Return, unchanged, every line of the material from the line containing "For every instance of the rear hatch" through the end of the material.

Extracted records
((
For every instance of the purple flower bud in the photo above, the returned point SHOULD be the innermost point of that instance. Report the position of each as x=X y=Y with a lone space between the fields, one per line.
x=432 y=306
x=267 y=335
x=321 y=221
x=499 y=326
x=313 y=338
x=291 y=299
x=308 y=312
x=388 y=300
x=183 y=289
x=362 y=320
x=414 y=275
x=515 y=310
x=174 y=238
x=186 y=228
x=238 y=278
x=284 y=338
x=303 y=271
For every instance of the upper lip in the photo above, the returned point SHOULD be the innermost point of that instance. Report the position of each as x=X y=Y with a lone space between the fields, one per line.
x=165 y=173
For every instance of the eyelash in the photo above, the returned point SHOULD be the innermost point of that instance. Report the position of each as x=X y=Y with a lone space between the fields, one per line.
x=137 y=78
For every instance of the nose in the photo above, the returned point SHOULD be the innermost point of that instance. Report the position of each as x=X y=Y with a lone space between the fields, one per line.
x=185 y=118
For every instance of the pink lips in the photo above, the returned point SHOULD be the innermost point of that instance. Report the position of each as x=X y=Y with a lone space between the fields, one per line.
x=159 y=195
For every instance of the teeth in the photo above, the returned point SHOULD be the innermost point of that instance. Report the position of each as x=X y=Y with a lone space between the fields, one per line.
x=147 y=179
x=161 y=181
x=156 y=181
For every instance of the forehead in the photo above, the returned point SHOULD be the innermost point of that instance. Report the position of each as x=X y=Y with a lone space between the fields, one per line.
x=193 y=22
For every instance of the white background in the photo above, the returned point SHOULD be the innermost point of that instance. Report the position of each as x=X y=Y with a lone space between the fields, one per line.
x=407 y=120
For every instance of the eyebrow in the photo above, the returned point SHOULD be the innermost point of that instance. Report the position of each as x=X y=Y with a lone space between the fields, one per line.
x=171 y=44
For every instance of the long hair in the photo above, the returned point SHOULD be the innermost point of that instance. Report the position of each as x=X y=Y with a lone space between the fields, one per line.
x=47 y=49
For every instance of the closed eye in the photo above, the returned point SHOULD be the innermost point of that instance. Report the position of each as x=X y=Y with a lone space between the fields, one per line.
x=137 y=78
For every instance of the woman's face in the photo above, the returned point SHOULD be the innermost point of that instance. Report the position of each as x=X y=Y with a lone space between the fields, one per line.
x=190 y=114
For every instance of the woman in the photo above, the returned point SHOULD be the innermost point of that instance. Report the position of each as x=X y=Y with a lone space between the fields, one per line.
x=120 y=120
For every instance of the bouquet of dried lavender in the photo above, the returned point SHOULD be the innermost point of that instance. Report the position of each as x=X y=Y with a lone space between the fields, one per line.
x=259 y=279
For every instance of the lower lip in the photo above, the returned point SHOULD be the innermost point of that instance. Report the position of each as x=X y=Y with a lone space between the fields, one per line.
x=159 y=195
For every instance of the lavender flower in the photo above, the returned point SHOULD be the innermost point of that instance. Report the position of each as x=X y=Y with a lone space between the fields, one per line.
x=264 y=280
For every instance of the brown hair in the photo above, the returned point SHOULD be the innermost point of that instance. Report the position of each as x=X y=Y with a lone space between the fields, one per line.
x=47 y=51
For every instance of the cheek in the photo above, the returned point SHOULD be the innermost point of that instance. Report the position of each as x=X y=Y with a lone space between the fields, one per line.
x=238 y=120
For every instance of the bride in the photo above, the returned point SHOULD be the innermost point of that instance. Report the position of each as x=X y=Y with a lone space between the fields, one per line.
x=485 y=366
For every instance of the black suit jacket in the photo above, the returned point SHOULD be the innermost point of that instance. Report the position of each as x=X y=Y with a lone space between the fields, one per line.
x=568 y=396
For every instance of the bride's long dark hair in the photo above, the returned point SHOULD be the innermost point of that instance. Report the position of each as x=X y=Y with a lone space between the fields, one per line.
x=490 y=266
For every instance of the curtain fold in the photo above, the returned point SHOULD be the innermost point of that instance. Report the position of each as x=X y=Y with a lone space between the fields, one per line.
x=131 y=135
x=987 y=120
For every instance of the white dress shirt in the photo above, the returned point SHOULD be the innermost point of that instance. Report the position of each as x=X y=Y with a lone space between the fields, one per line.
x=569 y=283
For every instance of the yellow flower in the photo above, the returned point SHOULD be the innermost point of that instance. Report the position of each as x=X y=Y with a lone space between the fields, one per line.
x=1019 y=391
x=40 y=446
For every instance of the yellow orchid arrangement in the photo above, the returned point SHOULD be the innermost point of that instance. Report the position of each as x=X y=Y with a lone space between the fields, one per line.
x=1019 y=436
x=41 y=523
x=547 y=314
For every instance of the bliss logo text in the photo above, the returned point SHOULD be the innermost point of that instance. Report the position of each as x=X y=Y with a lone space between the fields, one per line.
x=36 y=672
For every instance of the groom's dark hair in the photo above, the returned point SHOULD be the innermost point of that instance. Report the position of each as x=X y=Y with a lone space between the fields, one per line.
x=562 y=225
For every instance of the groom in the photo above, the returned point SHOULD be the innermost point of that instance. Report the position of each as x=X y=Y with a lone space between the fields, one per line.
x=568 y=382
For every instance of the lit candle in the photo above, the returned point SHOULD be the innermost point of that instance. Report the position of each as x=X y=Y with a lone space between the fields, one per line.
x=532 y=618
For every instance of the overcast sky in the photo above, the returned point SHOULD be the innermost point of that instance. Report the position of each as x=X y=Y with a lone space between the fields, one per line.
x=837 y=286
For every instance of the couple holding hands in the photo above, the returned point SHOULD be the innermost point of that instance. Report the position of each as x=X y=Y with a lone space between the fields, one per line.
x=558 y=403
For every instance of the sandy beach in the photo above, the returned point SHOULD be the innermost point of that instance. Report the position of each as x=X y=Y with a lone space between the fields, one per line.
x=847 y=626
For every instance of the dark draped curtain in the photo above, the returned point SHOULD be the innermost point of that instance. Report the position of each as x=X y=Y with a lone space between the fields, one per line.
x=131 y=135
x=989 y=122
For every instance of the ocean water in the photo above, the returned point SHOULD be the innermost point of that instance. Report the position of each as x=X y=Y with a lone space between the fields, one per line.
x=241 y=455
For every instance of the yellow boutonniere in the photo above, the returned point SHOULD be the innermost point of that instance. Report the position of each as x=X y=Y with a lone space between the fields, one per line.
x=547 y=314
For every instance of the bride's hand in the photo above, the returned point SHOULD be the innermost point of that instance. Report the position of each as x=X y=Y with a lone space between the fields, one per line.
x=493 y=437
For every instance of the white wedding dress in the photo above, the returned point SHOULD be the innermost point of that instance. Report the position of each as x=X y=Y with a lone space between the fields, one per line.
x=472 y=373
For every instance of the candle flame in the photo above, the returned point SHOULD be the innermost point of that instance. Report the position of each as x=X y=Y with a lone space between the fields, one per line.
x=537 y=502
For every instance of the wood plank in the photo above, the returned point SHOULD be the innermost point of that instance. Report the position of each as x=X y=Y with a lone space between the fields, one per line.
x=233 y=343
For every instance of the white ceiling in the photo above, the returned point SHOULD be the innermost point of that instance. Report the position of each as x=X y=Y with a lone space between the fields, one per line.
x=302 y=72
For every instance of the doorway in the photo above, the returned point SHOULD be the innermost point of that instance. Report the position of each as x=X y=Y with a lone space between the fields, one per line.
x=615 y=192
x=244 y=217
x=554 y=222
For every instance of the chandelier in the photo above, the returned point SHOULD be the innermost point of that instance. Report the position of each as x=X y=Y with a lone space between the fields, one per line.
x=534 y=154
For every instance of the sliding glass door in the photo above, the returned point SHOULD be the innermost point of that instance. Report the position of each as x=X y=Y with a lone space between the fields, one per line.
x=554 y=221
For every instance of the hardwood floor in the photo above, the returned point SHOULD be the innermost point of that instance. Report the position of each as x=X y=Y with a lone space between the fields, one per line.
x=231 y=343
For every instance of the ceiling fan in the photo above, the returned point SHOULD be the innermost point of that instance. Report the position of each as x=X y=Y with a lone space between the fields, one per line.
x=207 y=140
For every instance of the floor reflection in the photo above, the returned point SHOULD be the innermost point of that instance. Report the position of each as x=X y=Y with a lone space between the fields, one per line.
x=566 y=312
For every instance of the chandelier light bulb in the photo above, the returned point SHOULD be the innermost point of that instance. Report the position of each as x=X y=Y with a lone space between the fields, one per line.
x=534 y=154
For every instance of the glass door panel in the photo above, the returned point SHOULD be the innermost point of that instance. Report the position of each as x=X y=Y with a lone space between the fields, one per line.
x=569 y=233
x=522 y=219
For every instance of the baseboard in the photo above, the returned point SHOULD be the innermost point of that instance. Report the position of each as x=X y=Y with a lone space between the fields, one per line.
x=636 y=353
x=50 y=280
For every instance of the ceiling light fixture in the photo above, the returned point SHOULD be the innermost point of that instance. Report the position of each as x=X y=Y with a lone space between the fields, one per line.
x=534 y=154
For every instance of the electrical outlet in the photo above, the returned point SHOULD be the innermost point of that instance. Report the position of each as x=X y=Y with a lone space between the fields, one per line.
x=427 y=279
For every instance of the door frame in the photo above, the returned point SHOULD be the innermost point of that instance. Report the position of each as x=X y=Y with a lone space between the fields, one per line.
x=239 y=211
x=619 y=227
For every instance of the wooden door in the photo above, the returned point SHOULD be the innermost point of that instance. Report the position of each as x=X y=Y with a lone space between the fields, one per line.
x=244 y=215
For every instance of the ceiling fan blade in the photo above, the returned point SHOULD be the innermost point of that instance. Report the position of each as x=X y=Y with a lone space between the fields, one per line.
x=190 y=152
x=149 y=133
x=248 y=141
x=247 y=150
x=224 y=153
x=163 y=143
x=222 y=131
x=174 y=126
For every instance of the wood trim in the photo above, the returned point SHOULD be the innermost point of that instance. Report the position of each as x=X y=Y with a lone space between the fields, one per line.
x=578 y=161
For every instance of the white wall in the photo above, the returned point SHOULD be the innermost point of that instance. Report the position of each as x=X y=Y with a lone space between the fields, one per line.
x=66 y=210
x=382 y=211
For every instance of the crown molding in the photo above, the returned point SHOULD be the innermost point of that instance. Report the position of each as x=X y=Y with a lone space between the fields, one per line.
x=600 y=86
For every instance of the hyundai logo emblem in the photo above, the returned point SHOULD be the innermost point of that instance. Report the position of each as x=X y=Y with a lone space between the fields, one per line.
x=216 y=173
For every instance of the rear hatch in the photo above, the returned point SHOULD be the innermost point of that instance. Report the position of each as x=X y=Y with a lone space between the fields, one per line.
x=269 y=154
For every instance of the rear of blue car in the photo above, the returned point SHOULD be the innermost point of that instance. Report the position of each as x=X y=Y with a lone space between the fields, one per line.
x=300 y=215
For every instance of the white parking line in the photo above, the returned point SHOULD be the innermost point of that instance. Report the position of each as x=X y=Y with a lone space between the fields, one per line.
))
_Task answer_
For every instance of the rear hatch in the photo above, the returned point SHOULD be the innermost point of that instance. Report the position of each as x=X y=Y with a lone space between the fields, one per line.
x=269 y=154
For every instance of the rear of blue car in the photo above, the returned point SHOULD be the innermost point of that instance. Report the position of each as x=X y=Y with a lone space between the fields, one per line.
x=300 y=215
For every instance of the white parking line in the photo above, the returned point SHOULD be the innermost point of that instance. Report the position of each as x=X y=Y with a lone space between the fields, one per line.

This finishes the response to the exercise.